━━━━━ DATA TO PROCESS ━━━━━
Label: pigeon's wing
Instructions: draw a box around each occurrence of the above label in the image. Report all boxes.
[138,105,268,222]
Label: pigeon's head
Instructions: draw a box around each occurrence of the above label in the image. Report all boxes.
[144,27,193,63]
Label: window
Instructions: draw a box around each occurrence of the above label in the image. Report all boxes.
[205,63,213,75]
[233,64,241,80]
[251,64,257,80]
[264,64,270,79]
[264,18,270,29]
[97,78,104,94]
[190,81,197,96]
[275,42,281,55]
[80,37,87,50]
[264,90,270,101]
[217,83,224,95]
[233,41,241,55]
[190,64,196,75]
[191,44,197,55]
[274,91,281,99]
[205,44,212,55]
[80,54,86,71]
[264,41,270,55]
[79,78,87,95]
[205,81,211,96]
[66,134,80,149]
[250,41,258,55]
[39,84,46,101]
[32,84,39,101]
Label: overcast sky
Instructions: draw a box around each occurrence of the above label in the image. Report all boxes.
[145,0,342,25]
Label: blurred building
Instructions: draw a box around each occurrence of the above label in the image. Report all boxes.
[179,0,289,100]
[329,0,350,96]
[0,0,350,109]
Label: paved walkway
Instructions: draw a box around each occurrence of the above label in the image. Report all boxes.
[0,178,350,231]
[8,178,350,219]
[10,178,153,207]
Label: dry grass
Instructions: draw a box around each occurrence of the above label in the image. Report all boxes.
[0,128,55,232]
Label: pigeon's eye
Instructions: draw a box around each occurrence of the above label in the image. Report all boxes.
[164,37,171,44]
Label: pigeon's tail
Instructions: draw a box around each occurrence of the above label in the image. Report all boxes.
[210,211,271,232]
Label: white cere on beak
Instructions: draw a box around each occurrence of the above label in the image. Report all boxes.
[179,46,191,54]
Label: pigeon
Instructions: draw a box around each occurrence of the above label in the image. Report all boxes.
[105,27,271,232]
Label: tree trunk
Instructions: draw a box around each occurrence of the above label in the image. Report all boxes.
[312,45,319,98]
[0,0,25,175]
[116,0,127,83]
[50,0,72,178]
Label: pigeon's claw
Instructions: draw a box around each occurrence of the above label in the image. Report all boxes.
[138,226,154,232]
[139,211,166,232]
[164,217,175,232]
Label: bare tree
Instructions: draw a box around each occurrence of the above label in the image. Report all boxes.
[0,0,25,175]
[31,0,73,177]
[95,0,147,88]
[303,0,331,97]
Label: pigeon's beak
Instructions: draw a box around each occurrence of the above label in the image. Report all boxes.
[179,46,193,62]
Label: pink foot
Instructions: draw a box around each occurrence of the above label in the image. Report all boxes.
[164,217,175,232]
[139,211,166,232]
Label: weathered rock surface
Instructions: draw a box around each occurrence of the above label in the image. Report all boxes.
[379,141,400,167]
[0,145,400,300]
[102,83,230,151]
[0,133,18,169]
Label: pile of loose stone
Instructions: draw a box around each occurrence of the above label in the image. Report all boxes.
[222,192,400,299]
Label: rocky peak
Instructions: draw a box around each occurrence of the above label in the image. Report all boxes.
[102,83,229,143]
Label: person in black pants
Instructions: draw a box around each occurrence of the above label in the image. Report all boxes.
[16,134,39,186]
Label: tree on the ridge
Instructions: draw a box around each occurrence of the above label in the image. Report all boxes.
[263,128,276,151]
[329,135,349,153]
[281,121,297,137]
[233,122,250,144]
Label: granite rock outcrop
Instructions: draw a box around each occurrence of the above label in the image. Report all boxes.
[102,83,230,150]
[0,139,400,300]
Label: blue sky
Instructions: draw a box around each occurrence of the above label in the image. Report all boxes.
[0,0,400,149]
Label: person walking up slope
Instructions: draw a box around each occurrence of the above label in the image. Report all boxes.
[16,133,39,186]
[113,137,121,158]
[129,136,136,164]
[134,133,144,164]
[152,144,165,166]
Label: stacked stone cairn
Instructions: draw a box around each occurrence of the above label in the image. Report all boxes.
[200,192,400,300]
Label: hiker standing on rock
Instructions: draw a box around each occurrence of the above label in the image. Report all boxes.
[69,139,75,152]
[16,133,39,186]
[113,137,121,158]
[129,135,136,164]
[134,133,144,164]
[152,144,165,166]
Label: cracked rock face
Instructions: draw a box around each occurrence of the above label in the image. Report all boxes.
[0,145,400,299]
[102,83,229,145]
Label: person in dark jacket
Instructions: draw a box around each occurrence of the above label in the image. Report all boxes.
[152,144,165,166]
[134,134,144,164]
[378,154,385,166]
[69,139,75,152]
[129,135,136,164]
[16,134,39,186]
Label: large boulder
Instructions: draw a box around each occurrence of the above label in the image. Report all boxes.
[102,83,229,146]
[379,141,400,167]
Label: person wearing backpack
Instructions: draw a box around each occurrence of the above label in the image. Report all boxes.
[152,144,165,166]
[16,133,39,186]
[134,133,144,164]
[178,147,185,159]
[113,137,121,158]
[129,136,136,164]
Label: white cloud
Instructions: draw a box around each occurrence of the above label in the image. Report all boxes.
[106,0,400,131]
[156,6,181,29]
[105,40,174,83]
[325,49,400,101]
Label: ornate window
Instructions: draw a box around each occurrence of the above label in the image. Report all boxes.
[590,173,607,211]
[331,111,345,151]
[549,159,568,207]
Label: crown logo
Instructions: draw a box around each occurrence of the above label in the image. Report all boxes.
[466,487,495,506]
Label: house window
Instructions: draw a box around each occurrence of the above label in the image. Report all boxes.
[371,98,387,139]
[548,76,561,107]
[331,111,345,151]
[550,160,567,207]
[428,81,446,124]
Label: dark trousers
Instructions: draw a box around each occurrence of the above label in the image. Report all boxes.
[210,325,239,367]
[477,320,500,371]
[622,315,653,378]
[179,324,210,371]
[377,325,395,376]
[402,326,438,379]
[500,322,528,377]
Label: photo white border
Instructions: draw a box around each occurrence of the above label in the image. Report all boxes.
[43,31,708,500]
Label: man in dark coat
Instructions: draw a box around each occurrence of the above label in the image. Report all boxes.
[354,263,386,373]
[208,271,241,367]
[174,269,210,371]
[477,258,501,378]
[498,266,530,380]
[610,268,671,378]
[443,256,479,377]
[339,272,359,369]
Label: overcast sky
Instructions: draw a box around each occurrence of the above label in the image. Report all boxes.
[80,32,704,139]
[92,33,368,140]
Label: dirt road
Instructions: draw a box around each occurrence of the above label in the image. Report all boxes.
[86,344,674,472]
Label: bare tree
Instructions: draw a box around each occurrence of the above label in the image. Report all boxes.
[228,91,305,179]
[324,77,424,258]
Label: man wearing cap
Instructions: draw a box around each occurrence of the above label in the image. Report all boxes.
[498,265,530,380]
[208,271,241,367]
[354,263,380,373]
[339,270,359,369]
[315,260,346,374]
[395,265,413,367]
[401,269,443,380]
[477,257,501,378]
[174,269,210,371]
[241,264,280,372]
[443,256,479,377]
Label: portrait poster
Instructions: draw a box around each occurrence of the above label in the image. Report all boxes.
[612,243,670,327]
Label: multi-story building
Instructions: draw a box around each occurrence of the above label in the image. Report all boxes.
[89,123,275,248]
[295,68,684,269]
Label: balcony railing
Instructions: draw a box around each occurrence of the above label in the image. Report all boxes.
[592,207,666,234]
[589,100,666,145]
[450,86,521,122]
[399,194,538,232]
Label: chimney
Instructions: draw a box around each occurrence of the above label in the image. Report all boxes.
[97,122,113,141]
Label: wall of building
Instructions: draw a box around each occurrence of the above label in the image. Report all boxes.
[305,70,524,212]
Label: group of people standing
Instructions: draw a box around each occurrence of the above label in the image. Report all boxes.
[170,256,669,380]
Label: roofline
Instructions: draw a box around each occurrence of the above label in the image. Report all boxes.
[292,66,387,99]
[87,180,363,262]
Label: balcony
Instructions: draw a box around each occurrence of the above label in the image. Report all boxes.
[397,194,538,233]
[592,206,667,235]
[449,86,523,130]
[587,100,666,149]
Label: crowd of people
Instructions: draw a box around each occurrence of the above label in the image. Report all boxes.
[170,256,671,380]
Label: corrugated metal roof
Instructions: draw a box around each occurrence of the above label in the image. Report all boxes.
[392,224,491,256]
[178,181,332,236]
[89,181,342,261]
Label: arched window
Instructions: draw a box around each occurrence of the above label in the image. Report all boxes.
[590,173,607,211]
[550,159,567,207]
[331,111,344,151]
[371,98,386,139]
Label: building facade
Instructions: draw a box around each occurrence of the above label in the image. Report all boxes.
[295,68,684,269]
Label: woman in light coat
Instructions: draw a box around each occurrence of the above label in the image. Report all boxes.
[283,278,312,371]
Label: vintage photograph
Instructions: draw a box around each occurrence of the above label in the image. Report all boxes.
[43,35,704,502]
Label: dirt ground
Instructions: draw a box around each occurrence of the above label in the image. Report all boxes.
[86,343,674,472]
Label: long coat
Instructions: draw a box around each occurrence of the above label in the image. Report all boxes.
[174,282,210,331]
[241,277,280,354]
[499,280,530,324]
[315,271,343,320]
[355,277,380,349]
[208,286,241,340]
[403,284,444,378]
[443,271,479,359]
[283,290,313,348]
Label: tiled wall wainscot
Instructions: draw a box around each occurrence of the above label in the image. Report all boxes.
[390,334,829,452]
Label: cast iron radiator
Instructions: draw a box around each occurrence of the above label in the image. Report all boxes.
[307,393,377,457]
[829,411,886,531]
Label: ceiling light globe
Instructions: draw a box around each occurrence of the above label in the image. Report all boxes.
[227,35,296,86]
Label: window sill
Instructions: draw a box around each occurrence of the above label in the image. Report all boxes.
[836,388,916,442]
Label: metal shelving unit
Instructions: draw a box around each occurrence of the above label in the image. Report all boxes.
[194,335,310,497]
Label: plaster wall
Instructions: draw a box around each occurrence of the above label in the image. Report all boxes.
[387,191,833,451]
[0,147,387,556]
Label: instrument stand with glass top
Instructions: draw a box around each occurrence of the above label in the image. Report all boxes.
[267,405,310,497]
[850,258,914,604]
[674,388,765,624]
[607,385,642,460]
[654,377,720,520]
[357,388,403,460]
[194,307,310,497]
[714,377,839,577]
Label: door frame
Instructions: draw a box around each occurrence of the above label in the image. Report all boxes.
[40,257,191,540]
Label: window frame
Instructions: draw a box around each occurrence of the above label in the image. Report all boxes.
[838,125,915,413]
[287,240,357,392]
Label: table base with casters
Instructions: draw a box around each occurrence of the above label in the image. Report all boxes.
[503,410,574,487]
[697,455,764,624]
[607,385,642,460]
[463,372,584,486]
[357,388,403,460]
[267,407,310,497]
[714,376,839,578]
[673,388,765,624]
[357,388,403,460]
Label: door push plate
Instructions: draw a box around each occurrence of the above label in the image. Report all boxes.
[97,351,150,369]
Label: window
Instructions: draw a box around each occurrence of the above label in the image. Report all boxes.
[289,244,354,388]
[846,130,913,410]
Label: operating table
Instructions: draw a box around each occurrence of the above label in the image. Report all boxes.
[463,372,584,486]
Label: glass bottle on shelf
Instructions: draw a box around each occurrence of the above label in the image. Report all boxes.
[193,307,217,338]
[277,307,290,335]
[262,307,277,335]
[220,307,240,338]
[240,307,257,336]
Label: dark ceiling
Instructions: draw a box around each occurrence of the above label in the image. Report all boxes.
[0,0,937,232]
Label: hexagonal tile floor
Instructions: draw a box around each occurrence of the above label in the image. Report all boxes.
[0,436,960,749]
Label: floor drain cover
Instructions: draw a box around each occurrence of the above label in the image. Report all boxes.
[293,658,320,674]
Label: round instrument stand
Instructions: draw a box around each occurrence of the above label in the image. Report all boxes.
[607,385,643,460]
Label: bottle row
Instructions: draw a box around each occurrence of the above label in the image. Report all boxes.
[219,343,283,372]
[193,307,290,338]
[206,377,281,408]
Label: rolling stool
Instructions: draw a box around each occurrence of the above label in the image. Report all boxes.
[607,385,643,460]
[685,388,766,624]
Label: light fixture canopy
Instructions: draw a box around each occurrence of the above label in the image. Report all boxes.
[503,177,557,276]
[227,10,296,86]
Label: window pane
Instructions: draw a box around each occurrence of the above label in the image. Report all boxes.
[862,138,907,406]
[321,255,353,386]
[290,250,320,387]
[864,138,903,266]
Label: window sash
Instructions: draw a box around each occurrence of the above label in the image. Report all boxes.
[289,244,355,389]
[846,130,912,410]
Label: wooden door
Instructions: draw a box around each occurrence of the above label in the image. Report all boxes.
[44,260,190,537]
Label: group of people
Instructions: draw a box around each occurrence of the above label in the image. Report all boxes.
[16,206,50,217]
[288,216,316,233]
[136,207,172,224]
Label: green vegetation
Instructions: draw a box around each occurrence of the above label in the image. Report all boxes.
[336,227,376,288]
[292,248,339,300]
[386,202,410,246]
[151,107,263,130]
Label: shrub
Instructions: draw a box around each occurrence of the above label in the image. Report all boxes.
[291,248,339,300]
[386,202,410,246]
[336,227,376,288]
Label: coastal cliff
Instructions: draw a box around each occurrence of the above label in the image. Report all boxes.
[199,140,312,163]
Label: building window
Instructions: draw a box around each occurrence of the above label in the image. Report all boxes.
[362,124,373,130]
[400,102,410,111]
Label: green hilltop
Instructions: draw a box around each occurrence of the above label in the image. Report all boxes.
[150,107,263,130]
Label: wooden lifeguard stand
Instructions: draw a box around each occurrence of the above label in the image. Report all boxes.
━━━━━
● **REQUIREMENT**: Rewrite the data from its start through the line containing "[138,105,268,222]", inclusive, changing "wing" to "feather" and leaving everything else as it is.

● **SOLUTION FOR THIS EXERCISE**:
Label: pigeon's feather
Instructions: draw a box around each occurrence of the above label in the image. Report all boxes.
[138,105,268,222]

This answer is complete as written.